# TASK INSTRUCTIONS:
Recast the lines as a Markdown table with two columns, Number and Record line, leaving out blank lines. Include only the stretch from the line that contains "of the long" through the end of the records.

Dataset records
— start —
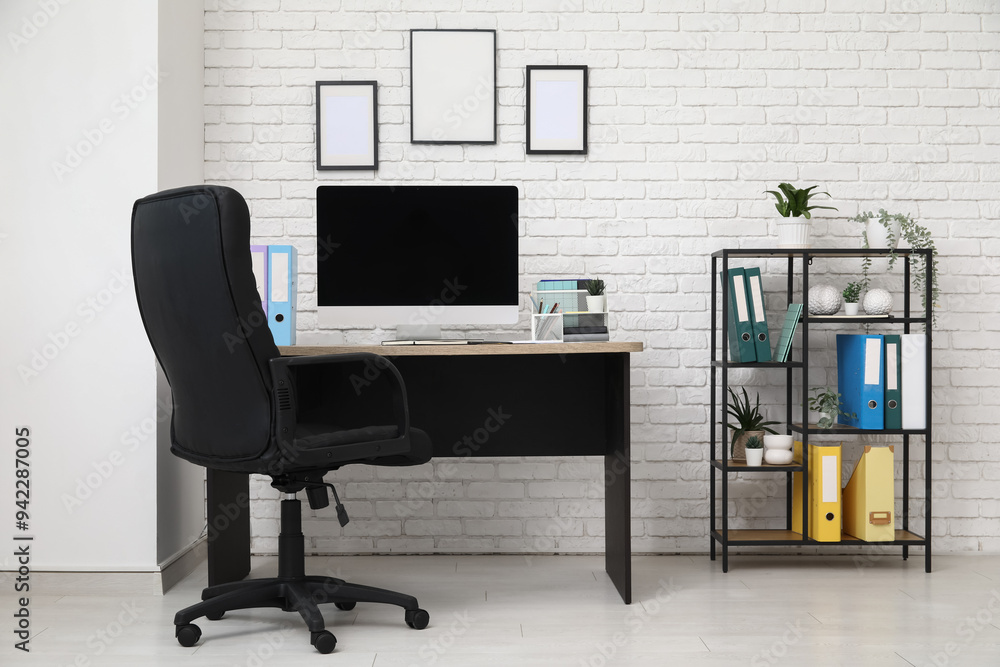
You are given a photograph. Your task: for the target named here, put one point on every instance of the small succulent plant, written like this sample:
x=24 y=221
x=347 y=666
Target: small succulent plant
x=795 y=203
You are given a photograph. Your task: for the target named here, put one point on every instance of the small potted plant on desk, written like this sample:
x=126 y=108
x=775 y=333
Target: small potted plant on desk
x=749 y=422
x=827 y=402
x=851 y=294
x=597 y=300
x=755 y=450
x=794 y=232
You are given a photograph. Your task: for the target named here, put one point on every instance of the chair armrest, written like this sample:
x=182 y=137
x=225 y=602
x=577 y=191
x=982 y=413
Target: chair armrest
x=381 y=370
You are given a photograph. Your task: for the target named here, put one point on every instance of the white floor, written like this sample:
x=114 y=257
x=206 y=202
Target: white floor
x=562 y=610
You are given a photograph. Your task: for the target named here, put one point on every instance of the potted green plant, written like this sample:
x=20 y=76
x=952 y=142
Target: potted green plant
x=851 y=294
x=754 y=450
x=795 y=204
x=827 y=402
x=896 y=227
x=597 y=301
x=749 y=421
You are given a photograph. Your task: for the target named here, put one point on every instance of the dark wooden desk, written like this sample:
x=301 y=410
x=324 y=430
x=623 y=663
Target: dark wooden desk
x=556 y=399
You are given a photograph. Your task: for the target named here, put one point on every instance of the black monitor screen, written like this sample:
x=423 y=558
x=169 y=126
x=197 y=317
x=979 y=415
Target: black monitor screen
x=414 y=245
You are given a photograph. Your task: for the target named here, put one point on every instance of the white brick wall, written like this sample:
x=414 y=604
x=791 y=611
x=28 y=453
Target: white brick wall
x=696 y=108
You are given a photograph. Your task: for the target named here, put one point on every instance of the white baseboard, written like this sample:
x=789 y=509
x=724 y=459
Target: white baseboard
x=152 y=582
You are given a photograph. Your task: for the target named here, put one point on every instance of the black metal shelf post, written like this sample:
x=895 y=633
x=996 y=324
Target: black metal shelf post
x=720 y=534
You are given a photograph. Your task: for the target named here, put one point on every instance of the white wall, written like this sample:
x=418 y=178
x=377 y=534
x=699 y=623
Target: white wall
x=697 y=107
x=180 y=156
x=79 y=131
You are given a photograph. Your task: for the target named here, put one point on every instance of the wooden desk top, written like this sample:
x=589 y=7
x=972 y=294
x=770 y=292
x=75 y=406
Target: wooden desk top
x=486 y=349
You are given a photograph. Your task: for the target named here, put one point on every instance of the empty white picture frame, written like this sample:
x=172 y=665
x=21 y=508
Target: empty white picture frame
x=453 y=87
x=347 y=125
x=556 y=114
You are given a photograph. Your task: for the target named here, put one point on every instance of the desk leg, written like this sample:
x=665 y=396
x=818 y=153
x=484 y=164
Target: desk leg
x=228 y=526
x=618 y=479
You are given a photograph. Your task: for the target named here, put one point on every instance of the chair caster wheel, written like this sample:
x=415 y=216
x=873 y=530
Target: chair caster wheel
x=324 y=641
x=188 y=635
x=417 y=618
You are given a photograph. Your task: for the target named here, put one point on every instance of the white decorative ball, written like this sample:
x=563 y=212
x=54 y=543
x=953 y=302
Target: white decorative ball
x=877 y=302
x=824 y=300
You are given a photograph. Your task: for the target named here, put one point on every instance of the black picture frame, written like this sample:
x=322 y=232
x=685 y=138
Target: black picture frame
x=556 y=98
x=453 y=92
x=343 y=119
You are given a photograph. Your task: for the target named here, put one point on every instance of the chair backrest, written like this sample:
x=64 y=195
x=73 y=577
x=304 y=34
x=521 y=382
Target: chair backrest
x=202 y=313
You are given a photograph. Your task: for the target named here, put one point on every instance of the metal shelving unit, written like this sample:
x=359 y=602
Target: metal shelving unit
x=720 y=533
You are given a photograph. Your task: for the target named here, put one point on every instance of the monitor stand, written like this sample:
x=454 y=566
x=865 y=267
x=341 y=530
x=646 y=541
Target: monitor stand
x=418 y=332
x=425 y=334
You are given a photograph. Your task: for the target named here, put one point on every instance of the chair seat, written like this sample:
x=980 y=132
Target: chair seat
x=310 y=435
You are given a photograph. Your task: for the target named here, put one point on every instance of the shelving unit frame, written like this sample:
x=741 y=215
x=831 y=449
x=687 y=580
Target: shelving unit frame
x=721 y=464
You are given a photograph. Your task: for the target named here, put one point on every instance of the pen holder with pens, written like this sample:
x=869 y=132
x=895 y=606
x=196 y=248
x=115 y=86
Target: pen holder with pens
x=547 y=326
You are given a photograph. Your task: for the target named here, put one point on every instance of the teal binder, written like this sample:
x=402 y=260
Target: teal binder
x=758 y=315
x=741 y=344
x=792 y=317
x=893 y=381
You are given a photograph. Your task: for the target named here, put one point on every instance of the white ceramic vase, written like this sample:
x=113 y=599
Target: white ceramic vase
x=597 y=304
x=793 y=233
x=878 y=237
x=755 y=456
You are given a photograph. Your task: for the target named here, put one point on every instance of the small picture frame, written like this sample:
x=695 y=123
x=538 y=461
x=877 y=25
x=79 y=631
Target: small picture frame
x=556 y=114
x=346 y=125
x=453 y=92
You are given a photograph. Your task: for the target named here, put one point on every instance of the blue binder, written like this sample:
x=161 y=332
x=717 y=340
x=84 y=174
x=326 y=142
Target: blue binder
x=861 y=380
x=281 y=284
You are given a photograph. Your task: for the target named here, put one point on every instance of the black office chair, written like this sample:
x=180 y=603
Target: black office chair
x=239 y=406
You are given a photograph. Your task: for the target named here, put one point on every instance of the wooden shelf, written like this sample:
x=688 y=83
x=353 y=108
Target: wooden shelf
x=741 y=466
x=759 y=536
x=842 y=429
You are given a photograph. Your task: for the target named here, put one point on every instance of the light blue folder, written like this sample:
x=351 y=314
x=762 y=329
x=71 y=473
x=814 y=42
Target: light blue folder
x=281 y=283
x=861 y=380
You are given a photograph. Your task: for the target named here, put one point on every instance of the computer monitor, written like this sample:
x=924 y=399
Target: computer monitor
x=416 y=256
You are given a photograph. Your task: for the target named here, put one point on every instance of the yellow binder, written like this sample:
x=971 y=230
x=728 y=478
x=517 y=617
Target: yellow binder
x=824 y=493
x=869 y=497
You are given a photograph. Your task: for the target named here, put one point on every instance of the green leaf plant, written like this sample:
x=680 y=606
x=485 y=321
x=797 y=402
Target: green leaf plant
x=917 y=237
x=747 y=418
x=595 y=287
x=828 y=402
x=852 y=292
x=795 y=203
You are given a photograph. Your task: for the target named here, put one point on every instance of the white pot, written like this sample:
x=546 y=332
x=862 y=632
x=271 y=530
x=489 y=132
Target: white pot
x=597 y=304
x=778 y=457
x=877 y=235
x=793 y=233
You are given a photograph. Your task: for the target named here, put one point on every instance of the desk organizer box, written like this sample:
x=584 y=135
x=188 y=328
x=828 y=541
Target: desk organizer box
x=569 y=297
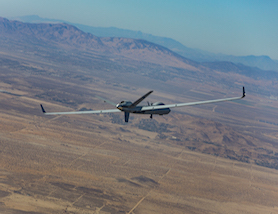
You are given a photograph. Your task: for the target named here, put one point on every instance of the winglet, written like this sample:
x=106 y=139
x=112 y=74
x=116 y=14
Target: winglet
x=243 y=92
x=43 y=111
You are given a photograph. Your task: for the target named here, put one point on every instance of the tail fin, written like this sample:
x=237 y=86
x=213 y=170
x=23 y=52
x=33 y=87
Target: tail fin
x=126 y=116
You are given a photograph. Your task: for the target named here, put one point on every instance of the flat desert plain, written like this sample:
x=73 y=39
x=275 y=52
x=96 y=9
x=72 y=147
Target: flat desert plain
x=98 y=164
x=75 y=165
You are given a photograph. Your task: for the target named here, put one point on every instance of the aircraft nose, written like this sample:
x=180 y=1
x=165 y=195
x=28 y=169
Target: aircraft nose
x=118 y=106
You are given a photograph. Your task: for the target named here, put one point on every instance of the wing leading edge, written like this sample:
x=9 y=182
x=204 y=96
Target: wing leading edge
x=145 y=108
x=81 y=112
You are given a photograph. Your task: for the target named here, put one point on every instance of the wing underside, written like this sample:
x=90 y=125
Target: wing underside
x=145 y=108
x=81 y=112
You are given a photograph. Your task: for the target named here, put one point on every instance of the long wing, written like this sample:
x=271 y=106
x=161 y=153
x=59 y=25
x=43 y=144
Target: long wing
x=145 y=108
x=106 y=101
x=80 y=112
— end —
# RESPONSE:
| Number | Record line |
|---|---|
| 1 | You are given a photograph. Your task: for the target named here, put one point on every instance of the long wing, written like this sample: |
| 2 | x=271 y=106 |
| 3 | x=161 y=153 |
| 4 | x=59 y=25 |
| 5 | x=43 y=144 |
| 6 | Target: long wing |
| 7 | x=145 y=108 |
| 8 | x=106 y=101 |
| 9 | x=80 y=112 |